_Given text_
Look for these signs of emotional abuse:
- Withdrawn demeanor and lack of interest.
- Acting fearful, especially of specific nurses or caretakers.
- Any verbal insults or bullying behavior by an employee.
- Isolated patients.
- Cowering patients.
- Crying residents.
C. Signs of Physical Neglect
It is heart wrenching to know that there are nursing home residents today in Indiana and Illinois that are suffering from serious physical neglect. They are being ignored by the very caretakers that are tasked with helping them. Physical neglect can lead to physical abuse because illness and accidents will result. However, physical neglect is a crime and an actionable claim in and of itself.
The CDC defines neglect as “failure by a caregiver or other responsible person to protect an elder from harm, or the failure to meet needs for essential medical care.”
Here are some signs of physical neglect in a care facility:
- Weight loss.
- Very thin residents.
- Resident has not been bathed.
- Bad teeth.
- Residents who try and hide their teeth when they talk.
- Pressure sores.
- Begging for food.
- Asking for food.

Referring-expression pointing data

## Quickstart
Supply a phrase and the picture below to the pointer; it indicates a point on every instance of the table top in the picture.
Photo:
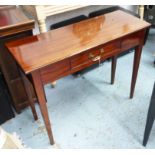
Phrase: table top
(38, 51)
(13, 20)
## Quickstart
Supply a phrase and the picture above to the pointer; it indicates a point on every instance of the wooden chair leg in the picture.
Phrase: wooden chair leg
(29, 95)
(38, 85)
(150, 118)
(113, 69)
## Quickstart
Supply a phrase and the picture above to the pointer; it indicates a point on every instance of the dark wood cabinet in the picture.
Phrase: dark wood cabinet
(13, 25)
(6, 111)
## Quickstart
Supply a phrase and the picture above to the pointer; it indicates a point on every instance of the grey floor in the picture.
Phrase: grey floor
(88, 112)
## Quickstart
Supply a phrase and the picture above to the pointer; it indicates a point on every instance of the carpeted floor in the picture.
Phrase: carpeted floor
(88, 112)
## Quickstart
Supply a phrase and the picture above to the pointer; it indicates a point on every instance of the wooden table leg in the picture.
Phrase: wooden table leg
(137, 56)
(29, 94)
(39, 88)
(150, 118)
(113, 69)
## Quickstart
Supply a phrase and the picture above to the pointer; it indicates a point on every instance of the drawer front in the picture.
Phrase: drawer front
(55, 71)
(92, 56)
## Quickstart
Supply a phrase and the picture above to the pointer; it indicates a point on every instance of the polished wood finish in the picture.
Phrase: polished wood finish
(67, 50)
(71, 40)
(13, 25)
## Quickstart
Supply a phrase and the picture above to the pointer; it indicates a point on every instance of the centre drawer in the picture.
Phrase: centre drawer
(92, 56)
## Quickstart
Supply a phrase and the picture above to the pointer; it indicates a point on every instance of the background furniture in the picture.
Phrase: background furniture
(13, 25)
(150, 118)
(6, 111)
(41, 12)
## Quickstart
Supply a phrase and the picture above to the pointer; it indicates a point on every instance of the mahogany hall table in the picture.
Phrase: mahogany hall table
(52, 55)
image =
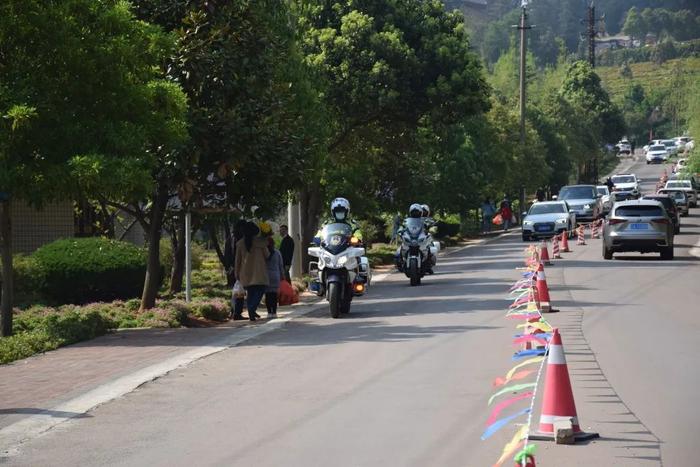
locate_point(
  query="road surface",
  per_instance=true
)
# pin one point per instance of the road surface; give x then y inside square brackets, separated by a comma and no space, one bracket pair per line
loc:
[405,378]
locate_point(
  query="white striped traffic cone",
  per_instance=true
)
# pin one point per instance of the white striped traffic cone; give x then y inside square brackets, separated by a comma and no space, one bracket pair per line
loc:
[558,398]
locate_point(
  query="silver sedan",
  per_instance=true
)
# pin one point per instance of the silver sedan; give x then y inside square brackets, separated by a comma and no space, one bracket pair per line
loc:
[548,218]
[638,225]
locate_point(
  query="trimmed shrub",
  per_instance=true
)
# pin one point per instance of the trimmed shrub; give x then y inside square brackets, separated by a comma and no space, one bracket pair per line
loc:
[215,310]
[81,270]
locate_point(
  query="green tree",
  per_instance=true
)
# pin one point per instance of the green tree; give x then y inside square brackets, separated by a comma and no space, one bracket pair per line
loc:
[635,26]
[386,67]
[83,100]
[598,120]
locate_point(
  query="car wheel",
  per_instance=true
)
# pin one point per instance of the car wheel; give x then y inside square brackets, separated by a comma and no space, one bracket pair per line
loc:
[667,253]
[607,252]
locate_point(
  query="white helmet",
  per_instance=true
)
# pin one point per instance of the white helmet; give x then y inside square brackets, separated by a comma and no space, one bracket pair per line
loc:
[340,209]
[426,210]
[416,210]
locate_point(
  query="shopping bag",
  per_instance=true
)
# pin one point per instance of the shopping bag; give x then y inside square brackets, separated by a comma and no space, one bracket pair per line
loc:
[287,295]
[238,290]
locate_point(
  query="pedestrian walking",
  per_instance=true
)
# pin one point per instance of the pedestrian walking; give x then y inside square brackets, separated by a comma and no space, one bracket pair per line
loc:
[275,274]
[287,251]
[506,213]
[251,267]
[487,212]
[238,292]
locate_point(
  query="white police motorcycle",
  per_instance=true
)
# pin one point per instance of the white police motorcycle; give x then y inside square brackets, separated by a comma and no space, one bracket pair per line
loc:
[418,252]
[341,271]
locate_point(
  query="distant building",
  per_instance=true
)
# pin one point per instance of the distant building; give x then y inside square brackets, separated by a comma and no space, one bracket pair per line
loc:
[613,42]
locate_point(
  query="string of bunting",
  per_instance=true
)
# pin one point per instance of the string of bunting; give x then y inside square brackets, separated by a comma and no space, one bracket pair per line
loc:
[533,335]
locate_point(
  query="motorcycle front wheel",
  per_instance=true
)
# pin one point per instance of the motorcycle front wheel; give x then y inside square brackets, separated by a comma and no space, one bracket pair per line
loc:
[413,272]
[334,299]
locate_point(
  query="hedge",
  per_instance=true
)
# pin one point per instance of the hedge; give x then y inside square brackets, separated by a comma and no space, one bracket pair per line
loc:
[81,270]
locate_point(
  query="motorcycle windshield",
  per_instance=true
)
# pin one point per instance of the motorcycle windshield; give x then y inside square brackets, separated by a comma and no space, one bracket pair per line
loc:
[414,226]
[336,237]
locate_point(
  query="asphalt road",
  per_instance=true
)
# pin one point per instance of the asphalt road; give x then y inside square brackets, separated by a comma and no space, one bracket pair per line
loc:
[405,378]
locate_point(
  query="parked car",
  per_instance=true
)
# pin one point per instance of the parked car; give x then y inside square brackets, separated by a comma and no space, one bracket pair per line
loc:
[605,199]
[624,147]
[548,218]
[681,142]
[657,154]
[679,166]
[626,183]
[687,187]
[671,208]
[638,225]
[671,146]
[680,198]
[583,200]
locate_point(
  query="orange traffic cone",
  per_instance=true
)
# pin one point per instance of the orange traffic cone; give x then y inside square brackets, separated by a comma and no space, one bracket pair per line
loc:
[543,291]
[555,247]
[581,240]
[565,242]
[544,254]
[558,398]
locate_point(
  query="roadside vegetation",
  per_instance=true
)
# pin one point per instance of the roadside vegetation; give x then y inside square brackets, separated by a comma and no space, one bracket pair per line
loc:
[231,109]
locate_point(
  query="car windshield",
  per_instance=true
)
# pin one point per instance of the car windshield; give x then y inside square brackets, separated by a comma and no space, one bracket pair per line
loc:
[553,208]
[335,237]
[623,179]
[577,192]
[414,225]
[667,202]
[679,196]
[639,211]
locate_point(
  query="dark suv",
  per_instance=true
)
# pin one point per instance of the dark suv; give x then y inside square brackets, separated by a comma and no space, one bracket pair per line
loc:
[671,208]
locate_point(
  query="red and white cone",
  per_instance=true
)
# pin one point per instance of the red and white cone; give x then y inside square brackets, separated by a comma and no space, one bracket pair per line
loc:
[555,247]
[543,291]
[565,241]
[558,398]
[544,253]
[581,240]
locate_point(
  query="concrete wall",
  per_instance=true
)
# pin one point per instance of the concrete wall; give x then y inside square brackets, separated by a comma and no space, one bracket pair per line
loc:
[32,228]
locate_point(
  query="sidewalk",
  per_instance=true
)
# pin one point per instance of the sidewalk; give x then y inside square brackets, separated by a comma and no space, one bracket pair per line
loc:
[40,383]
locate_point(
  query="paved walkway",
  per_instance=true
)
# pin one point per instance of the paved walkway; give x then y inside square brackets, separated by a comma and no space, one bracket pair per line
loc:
[37,384]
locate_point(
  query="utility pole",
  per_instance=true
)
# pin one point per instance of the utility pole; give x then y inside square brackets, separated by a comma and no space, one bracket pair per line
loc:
[591,34]
[522,27]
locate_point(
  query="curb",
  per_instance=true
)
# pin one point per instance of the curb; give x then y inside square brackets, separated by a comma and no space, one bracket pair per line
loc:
[35,425]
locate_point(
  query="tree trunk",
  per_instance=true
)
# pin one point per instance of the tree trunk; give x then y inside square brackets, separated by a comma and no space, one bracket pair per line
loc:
[152,282]
[7,272]
[177,240]
[310,201]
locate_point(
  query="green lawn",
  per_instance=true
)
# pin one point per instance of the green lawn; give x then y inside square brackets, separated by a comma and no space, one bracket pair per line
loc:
[650,75]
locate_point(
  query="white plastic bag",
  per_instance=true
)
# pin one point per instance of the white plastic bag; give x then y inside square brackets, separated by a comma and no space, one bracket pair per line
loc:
[238,290]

_What you are asked to do_
From the text on nursing home abuse above, list every sign of emotional abuse it gives.

_Task output_
- Withdrawn demeanor and lack of interest.
- Acting fearful, especially of specific nurses or caretakers.
- Any verbal insults or bullying behavior by an employee.
- Isolated patients.
- Cowering patients.
- Crying residents.